§ **Selected extract**:
I believe in miracles, change, and respect for others. It was the summer after my sophomore year of school, and to me my parents were just two other people living under the same roof as myself. I never had a difficult life at home, and my parents both loved me and tried their hardest for me. I took them for granted, and my priorities were out of order. Despite the love and care they had shown me, I never showed the love and care I had for them.
Mom and Dad would ask me nightly to spend time with them. They would invite me in for a movie by the fireplace or for a trip to get ice cream. I was too old for that stuff. Who hangs out with their parents during the summer of their sophomore year? Dinner and weekend Church was almost the only time I saw them. I was too busy out with my friends and getting into the wrong things with the wrong people. I remember coming home one night to my dad crying. Neither of my parents would explain to me the situation. I sat up all night, worrying, crying, and thinking. Little did I know that what had arisen would eventually change my life. When morning came, I asked again what the commotion was all about. My mother had been diagnosed with leukemia, a cancer of the bone marrow. This cancer had caused my mother to get very weak, very tired, and very sick. That night I sat up for hours, alone, thinking.
It was time for a change; a change that I feel would lead to a miracle. I got my priorities in line and decided to partition my time between family and friends. Although I didn’t show it, family was more important than friends. Friends come and go, but family is always there. My mother had told me before I found out about her cancer that all she wanted was for me to spend more time with her. My limited time at home changed, and suddenly I was at home a lot more often asking what I could do for her and letting her know that she is always going to be my mother, the most important thing in my life. By doing this simple task, I noticed a drastic change. Mom could now do the things she used to. She wasn’t feeling sick or tired anymore, and her overall appearance improved significantly. This was either caused by spending time with my mom, or by chemotherapy, but personally, I think it was more because of the time spent with her.
I chose to ignore and completely block out the fact that my mom has cancer. How could she have cancer? This woman wakes up at five in the morning to make me a breakfast of eggs, toast, sausage, and a smoothie. She cleans the house and takes care of other duties. Before she got really sick, she used to walk eight miles or more daily on the treadmill, now she walks two to remain as healthy as possible. My mother has never missed a high school sports game of mine, and never hesitated to help me with school, or the many complications that life brings. Now that I have accepted that she has cancer, I find it easier to deal with the issue, and can work to make us both happy.

§ **Source data**:
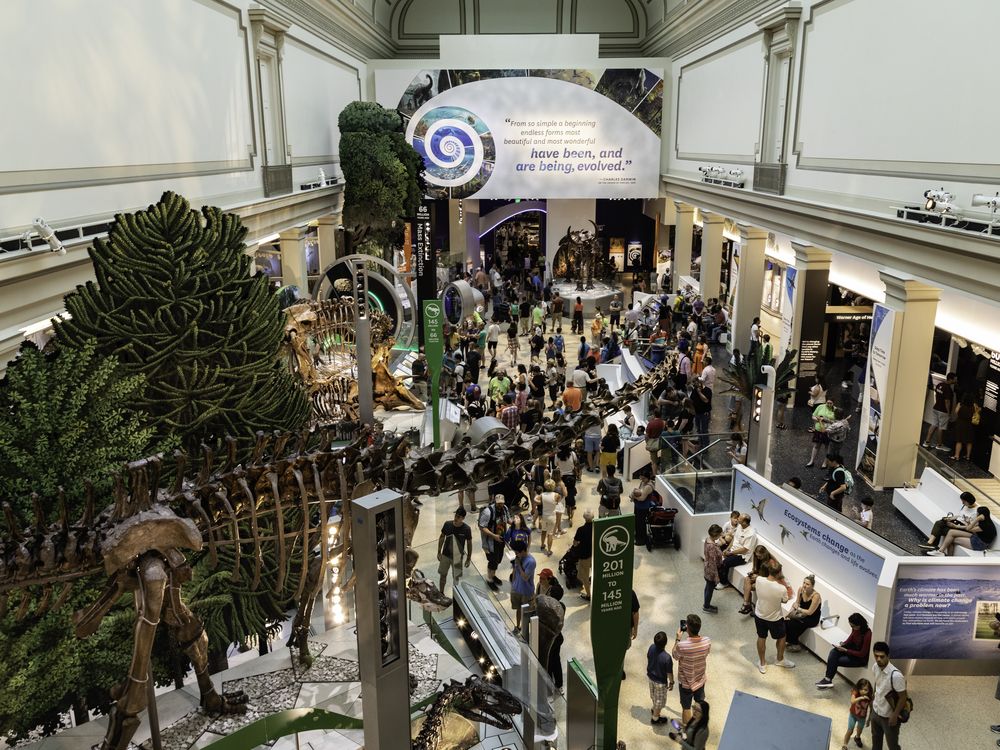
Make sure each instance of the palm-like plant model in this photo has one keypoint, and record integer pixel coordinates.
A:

§ **Task statement**: Can you transcribe, word for word, everything from "I chose to ignore" down to "us both happy." in the essay about a mother's leukemia?

§ **Response**:
I chose to ignore and completely block out the fact that my mom has cancer. How could she have cancer? This woman wakes up at five in the morning to make me a breakfast of eggs, toast, sausage, and a smoothie. She cleans the house and takes care of other duties. Before she got really sick, she used to walk eight miles or more daily on the treadmill, now she walks two to remain as healthy as possible. My mother has never missed a high school sports game of mine, and never hesitated to help me with school, or the many complications that life brings. Now that I have accepted that she has cancer, I find it easier to deal with the issue, and can work to make us both happy.